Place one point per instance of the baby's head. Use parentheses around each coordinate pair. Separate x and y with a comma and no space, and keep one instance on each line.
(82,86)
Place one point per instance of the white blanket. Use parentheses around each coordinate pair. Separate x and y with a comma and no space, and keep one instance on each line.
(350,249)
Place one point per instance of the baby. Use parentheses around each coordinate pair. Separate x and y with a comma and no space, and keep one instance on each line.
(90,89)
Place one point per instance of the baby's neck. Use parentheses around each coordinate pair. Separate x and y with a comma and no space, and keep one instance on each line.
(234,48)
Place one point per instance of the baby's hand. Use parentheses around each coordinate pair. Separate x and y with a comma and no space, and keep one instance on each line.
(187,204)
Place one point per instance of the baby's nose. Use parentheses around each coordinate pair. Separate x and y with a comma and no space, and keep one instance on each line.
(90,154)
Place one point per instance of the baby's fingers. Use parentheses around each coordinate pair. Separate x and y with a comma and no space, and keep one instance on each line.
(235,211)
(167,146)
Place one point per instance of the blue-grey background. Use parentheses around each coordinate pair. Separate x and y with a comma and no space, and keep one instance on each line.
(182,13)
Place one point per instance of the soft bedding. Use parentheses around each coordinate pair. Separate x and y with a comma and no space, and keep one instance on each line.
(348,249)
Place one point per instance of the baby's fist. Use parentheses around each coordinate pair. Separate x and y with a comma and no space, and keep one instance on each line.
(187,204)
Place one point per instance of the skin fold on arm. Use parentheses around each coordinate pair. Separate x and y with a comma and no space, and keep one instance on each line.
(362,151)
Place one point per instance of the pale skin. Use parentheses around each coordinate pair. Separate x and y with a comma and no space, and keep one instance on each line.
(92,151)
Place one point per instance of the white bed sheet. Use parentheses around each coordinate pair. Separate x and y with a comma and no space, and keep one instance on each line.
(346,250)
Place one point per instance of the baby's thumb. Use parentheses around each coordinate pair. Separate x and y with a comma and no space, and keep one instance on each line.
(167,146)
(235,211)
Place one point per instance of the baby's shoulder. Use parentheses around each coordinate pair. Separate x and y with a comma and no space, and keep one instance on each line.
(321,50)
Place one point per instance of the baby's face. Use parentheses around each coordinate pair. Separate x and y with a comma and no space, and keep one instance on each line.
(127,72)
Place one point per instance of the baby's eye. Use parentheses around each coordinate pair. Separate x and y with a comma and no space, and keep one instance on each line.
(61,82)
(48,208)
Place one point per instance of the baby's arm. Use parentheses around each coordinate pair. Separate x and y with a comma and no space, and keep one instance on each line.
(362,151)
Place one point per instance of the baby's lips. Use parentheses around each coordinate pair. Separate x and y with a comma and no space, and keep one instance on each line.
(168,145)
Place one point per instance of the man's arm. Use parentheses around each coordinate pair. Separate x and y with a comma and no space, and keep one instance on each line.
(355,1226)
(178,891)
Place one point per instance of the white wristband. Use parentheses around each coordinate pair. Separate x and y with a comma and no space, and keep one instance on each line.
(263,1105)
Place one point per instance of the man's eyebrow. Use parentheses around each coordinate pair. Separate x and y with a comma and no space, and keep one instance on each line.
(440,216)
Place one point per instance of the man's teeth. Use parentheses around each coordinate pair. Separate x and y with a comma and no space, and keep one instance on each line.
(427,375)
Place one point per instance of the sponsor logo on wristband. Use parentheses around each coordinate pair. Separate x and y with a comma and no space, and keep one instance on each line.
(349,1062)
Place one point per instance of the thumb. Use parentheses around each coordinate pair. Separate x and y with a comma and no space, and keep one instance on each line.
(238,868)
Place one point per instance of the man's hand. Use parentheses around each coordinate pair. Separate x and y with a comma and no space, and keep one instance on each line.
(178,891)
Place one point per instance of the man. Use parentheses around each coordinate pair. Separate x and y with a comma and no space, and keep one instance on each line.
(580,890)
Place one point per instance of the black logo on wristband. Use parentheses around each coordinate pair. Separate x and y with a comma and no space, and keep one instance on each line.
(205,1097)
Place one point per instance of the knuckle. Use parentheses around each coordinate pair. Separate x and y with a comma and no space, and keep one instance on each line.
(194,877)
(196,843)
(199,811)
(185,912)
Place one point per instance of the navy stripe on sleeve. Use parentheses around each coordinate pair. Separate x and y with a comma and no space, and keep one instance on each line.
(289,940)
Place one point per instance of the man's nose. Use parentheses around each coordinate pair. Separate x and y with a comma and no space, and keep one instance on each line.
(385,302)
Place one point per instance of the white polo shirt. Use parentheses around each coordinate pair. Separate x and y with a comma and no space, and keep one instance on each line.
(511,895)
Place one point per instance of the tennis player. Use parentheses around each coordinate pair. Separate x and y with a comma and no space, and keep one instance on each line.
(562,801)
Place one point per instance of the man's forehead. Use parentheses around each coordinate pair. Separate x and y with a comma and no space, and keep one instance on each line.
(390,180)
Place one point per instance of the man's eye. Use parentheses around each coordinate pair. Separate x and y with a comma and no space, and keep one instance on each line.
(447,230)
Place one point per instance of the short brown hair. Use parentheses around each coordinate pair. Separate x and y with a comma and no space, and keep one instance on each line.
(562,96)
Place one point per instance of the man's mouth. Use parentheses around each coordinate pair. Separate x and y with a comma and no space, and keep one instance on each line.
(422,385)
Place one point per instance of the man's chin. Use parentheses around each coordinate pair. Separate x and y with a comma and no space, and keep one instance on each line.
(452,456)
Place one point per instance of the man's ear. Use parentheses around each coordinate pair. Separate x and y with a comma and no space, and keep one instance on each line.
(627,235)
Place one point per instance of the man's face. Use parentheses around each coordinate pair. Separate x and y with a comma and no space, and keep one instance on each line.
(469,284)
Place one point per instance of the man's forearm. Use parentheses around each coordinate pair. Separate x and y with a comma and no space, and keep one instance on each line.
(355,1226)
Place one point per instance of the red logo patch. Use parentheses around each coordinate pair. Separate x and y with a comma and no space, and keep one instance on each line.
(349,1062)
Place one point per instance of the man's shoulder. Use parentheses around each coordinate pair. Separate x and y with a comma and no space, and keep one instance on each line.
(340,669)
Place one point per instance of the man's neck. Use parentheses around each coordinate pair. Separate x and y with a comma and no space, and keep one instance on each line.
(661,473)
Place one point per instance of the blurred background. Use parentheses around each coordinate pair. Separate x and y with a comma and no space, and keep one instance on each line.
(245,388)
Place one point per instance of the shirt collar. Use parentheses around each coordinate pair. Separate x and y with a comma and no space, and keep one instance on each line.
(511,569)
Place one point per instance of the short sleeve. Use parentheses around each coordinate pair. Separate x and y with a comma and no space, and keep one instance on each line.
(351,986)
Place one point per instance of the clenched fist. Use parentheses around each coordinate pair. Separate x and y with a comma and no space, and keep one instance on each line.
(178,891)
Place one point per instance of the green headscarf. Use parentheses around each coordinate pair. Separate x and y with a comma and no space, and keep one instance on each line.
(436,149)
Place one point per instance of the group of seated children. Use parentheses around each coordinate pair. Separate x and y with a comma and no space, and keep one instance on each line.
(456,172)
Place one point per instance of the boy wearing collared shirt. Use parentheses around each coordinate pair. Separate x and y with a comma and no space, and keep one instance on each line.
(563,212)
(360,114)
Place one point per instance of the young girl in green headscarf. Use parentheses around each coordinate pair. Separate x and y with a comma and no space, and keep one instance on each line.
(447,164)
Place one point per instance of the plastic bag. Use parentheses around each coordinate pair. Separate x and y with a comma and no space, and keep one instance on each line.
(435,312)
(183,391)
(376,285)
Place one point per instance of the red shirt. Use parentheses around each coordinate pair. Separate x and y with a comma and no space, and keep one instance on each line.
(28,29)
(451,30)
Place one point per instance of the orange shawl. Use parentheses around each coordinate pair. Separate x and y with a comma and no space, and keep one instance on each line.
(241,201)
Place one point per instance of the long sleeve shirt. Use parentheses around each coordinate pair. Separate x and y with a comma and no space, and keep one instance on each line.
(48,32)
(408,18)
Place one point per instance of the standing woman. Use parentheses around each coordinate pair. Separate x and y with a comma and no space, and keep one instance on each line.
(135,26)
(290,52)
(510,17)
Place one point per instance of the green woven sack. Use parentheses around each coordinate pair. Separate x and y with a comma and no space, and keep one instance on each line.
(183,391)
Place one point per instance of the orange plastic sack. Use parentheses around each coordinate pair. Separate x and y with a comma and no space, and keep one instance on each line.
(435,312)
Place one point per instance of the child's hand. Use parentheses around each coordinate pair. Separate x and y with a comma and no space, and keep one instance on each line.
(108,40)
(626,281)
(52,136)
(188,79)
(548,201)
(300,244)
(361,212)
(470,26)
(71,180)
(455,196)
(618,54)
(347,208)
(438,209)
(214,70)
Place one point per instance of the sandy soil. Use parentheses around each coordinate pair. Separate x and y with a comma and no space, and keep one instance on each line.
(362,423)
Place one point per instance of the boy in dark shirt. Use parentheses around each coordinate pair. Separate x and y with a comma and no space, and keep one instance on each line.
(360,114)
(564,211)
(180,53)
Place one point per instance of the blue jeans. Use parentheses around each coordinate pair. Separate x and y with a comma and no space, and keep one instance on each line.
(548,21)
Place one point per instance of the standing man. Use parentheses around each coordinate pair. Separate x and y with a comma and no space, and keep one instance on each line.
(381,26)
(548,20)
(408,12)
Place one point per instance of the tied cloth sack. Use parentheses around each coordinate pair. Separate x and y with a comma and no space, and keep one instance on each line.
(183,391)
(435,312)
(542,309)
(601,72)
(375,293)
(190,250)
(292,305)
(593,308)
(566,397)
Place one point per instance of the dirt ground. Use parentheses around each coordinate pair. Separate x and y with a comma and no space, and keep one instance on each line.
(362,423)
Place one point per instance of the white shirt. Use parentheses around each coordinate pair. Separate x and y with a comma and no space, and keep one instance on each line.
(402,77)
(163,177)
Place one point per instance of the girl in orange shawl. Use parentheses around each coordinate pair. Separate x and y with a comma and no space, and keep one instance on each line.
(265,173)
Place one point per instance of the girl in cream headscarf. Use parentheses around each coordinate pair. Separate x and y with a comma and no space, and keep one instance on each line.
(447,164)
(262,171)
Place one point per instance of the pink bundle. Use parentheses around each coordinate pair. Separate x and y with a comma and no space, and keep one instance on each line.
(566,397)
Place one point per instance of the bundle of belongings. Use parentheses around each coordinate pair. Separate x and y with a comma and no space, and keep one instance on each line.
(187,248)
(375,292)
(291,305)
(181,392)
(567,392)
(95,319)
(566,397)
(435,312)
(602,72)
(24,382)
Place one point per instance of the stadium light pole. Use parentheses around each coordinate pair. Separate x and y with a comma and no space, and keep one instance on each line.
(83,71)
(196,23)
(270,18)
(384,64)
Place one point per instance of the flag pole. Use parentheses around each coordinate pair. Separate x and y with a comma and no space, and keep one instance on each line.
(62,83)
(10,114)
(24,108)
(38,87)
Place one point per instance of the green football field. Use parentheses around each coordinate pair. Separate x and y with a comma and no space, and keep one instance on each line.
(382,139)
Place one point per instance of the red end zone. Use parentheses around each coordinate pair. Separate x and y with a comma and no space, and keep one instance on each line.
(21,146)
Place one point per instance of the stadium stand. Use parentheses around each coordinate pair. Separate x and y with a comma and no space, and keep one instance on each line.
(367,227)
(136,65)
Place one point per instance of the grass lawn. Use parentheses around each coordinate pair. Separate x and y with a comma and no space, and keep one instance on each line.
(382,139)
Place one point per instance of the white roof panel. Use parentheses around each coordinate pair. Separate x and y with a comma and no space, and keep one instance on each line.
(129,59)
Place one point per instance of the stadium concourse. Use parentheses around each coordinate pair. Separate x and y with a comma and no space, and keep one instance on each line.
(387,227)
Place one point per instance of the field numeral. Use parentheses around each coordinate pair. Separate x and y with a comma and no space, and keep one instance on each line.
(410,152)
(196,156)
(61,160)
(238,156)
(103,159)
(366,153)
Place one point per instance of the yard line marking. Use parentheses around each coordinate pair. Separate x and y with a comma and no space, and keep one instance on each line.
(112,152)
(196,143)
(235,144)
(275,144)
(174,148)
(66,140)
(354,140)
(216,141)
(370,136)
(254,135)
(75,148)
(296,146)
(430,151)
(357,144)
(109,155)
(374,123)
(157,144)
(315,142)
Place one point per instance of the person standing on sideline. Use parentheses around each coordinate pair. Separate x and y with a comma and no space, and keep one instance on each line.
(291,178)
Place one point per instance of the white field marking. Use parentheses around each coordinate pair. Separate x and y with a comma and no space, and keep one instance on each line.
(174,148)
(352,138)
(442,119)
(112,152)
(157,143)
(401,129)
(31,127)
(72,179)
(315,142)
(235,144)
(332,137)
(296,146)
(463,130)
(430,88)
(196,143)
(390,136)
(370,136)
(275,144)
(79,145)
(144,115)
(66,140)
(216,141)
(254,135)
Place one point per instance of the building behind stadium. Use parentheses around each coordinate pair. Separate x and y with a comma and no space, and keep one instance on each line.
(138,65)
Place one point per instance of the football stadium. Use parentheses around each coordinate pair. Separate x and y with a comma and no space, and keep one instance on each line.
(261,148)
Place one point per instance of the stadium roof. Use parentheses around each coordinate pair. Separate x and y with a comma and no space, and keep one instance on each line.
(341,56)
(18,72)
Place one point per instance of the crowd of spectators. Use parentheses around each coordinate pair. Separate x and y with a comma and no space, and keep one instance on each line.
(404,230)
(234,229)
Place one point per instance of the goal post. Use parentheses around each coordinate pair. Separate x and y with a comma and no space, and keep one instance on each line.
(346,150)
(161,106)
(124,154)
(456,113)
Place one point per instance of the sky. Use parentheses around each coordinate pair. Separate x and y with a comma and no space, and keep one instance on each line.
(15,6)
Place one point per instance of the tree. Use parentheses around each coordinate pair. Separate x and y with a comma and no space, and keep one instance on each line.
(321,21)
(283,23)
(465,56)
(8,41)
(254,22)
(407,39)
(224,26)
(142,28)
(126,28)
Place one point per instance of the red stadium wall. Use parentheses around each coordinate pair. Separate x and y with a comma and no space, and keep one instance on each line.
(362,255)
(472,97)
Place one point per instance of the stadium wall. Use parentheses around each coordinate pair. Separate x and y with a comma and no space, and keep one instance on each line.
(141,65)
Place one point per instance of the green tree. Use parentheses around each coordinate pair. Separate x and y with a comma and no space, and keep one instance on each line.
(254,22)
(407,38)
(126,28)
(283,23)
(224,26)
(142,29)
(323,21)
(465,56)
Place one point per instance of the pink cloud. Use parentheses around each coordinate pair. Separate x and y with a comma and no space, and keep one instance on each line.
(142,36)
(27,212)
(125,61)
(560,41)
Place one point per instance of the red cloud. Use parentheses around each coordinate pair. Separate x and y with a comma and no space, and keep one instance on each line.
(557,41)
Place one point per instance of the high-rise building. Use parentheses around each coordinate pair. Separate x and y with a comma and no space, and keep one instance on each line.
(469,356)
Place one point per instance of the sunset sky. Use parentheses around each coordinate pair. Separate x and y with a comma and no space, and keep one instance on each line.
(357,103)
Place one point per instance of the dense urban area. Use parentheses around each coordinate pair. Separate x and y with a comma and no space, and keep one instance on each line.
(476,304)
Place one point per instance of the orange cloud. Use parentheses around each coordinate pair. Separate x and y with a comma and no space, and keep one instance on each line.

§ Work task
Only the lines from the one containing "Place one point per instance of the dense" through the last line of the entries above should be copied, exactly as written.

§ Expected answer
Place one point per instance of the dense urban area. Use parentheses around each coordinate pair. Separate x and y with a comma and no space, and keep one instance on each line.
(476,304)
Place one point per instance of the orange cloud. Use parentheses around each coordinate pair. Separate x and y with a comma and no space, and keep one instance on each line.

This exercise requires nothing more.